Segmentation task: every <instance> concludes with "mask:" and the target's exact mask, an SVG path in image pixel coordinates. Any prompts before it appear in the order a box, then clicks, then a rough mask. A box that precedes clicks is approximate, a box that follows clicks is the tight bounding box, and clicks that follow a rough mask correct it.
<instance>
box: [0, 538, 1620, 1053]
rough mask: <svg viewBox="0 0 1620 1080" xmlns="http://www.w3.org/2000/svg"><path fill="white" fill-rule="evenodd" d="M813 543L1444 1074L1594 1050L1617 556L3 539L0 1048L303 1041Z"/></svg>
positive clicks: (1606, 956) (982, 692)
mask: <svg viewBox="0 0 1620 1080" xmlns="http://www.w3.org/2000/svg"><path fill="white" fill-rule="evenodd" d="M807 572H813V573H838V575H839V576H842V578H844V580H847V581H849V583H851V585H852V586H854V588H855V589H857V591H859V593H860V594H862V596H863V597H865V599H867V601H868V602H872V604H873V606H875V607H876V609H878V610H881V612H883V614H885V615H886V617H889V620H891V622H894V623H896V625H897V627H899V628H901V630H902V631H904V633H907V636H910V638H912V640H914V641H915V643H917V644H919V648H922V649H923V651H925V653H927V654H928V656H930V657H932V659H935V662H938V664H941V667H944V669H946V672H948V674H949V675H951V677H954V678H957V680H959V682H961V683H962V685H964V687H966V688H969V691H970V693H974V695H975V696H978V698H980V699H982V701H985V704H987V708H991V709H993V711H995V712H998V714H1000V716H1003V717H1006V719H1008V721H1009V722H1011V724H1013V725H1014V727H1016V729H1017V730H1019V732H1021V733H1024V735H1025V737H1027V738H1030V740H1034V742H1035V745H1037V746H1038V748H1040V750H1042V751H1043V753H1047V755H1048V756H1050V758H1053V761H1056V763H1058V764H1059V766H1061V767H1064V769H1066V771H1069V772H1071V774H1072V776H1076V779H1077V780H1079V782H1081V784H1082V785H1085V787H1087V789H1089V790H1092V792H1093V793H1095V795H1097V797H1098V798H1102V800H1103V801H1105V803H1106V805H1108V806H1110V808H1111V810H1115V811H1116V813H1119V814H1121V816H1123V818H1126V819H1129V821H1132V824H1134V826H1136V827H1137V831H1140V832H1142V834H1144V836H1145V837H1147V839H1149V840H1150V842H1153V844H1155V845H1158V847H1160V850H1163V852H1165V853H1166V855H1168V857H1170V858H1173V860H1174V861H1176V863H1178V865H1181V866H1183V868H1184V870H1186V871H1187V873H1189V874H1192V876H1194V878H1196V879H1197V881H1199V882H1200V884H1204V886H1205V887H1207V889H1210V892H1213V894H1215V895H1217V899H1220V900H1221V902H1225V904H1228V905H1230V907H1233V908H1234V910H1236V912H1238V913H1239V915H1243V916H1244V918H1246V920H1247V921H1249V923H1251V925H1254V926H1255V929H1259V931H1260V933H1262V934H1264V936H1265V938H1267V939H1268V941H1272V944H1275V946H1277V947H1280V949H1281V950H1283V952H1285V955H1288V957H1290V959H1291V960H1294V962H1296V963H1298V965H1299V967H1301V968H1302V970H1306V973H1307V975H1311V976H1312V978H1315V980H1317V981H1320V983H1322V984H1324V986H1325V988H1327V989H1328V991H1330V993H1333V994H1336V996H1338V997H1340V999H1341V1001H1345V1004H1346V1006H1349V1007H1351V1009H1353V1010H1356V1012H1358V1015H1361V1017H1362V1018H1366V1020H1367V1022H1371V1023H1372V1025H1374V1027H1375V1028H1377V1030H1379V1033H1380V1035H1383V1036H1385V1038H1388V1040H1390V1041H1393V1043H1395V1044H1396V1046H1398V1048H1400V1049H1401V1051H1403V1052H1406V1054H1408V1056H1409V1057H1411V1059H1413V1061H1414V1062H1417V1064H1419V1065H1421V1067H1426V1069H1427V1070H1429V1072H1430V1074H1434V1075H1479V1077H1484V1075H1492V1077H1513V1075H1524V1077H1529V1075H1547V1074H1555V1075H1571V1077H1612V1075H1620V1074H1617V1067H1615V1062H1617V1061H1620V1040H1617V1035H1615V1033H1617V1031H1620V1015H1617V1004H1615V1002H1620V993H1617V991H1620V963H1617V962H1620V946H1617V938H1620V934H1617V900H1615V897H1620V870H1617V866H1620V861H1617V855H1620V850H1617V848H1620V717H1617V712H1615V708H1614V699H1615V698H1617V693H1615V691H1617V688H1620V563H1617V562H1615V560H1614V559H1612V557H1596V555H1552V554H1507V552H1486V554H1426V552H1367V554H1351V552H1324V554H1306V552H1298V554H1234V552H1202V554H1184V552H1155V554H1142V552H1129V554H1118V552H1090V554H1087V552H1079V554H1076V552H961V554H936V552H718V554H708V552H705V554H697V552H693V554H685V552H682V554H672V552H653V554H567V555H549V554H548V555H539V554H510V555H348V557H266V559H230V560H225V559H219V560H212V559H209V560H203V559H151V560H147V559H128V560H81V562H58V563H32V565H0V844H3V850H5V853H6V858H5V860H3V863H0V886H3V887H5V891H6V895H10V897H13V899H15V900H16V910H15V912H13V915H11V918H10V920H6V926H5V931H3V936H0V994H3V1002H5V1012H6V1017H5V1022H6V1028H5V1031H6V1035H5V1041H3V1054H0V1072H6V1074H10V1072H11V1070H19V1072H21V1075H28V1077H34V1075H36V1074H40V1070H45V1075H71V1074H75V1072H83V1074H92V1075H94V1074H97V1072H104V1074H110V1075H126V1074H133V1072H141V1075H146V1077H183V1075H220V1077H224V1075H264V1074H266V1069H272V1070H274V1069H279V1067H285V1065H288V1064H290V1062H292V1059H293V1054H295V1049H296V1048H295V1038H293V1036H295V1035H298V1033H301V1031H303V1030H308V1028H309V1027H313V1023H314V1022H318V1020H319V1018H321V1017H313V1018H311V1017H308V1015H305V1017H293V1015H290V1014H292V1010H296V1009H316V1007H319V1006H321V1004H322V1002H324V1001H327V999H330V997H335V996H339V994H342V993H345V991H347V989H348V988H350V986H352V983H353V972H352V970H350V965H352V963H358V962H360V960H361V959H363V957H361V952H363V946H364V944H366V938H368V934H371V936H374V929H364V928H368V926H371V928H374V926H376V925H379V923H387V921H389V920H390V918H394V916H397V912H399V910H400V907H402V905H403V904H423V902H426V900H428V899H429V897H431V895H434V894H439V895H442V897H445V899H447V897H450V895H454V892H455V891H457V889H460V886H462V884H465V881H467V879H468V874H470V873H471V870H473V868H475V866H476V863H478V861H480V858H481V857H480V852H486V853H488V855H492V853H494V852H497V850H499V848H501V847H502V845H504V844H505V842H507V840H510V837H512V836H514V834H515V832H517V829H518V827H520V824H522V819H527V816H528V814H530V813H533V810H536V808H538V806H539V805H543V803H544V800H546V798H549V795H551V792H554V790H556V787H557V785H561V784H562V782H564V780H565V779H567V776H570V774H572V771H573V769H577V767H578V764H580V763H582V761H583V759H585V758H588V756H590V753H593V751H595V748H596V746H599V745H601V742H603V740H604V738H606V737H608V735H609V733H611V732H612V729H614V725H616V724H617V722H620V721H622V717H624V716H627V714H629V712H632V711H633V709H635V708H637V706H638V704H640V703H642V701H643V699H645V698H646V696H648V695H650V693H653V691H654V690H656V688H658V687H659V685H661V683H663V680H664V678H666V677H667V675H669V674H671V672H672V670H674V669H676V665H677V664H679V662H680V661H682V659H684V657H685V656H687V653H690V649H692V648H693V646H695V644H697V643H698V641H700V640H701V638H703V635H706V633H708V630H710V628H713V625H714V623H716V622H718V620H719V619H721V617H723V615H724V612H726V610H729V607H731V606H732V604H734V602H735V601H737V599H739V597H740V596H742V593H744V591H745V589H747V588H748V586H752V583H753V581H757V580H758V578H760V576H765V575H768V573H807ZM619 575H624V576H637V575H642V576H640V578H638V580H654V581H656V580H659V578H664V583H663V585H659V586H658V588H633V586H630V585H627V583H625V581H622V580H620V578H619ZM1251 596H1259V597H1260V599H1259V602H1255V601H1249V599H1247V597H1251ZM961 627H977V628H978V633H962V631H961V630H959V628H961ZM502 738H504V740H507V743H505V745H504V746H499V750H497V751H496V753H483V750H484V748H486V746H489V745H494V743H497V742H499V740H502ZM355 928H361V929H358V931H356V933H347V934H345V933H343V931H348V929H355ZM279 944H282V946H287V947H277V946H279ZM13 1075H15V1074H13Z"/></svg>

□ □ □

# EXERCISE BRIEF
Only the lines from the first line of the material above through the line that contains "rough mask: <svg" should be quoted, each one exactly.

# TASK SOLUTION
Segmentation task: every <instance> concludes with "mask:" and the target's exact mask, an SVG path in image pixel coordinates. Any prompts before it appear in the order a box, then clicks, then a rough mask. A box that precedes clicks is approximate, a box that follows clicks is the tight bounding box, and clicks that follow a rough mask correct it.
<instance>
box: [0, 538, 1620, 1053]
rough mask: <svg viewBox="0 0 1620 1080" xmlns="http://www.w3.org/2000/svg"><path fill="white" fill-rule="evenodd" d="M813 543L1444 1074L1594 1050L1617 556L3 539L0 1048L303 1041Z"/></svg>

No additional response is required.